--- Entries shown ---

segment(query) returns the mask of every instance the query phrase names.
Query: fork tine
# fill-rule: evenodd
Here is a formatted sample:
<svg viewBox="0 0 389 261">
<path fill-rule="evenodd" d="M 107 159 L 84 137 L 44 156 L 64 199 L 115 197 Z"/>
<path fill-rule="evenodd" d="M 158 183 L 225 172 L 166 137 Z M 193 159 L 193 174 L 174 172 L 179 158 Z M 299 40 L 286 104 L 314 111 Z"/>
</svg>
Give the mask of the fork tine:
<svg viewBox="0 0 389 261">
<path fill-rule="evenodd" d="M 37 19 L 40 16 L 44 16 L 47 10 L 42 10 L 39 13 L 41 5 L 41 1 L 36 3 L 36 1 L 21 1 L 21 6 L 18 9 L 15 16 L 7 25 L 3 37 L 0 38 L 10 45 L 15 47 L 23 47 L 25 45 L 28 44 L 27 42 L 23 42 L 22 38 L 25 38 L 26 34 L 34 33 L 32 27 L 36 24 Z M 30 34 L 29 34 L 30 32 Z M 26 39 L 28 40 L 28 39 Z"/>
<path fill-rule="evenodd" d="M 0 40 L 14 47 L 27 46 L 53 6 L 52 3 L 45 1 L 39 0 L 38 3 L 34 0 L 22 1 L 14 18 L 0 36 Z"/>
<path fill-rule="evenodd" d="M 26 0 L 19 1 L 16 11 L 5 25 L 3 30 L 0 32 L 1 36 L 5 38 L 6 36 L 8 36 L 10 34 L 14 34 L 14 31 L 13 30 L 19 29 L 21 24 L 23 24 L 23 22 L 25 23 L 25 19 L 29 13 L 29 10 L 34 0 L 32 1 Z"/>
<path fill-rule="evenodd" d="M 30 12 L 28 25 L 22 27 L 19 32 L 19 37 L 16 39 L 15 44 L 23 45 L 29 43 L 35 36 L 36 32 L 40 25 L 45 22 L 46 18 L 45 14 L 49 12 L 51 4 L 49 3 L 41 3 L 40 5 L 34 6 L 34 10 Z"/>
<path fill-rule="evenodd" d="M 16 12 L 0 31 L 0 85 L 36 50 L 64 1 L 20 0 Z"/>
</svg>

---

## Exercise prompt:
Copy all of the data above line for line, changing nothing.

## Complete answer:
segment(query) returns the mask of every instance the query phrase names.
Query: fork tine
# fill-rule: evenodd
Here is a formatted sample:
<svg viewBox="0 0 389 261">
<path fill-rule="evenodd" d="M 107 159 L 84 137 L 44 156 L 64 199 L 115 197 Z"/>
<path fill-rule="evenodd" d="M 158 183 L 225 172 L 166 137 Z M 193 159 L 193 174 L 174 172 L 179 158 Z M 299 40 L 286 104 L 314 111 Z"/>
</svg>
Give the mask of the fork tine:
<svg viewBox="0 0 389 261">
<path fill-rule="evenodd" d="M 37 19 L 40 16 L 44 16 L 47 10 L 42 10 L 39 13 L 41 5 L 41 1 L 36 3 L 36 1 L 21 1 L 21 6 L 18 9 L 15 16 L 7 25 L 3 37 L 0 38 L 10 45 L 15 47 L 23 47 L 25 45 L 28 44 L 27 42 L 23 42 L 22 38 L 25 38 L 26 34 L 34 33 L 32 27 L 36 24 Z M 30 34 L 29 34 L 30 32 Z M 26 39 L 28 40 L 28 39 Z"/>
<path fill-rule="evenodd" d="M 0 40 L 14 47 L 27 46 L 53 6 L 52 3 L 45 1 L 39 0 L 38 3 L 34 0 L 22 1 L 14 18 L 0 36 Z"/>
<path fill-rule="evenodd" d="M 26 0 L 19 1 L 16 11 L 5 25 L 3 30 L 0 32 L 1 36 L 5 38 L 6 36 L 8 36 L 10 34 L 14 34 L 14 31 L 13 30 L 19 29 L 21 24 L 23 24 L 23 22 L 25 23 L 25 19 L 29 13 L 29 10 L 34 0 L 32 1 Z"/>
<path fill-rule="evenodd" d="M 30 12 L 28 25 L 22 27 L 19 32 L 19 37 L 16 39 L 15 44 L 23 45 L 29 43 L 35 36 L 36 32 L 40 25 L 45 22 L 46 18 L 45 14 L 49 12 L 51 4 L 49 3 L 41 3 L 40 5 L 34 6 L 34 10 Z"/>
<path fill-rule="evenodd" d="M 16 12 L 0 31 L 0 85 L 36 50 L 64 1 L 20 0 Z"/>
</svg>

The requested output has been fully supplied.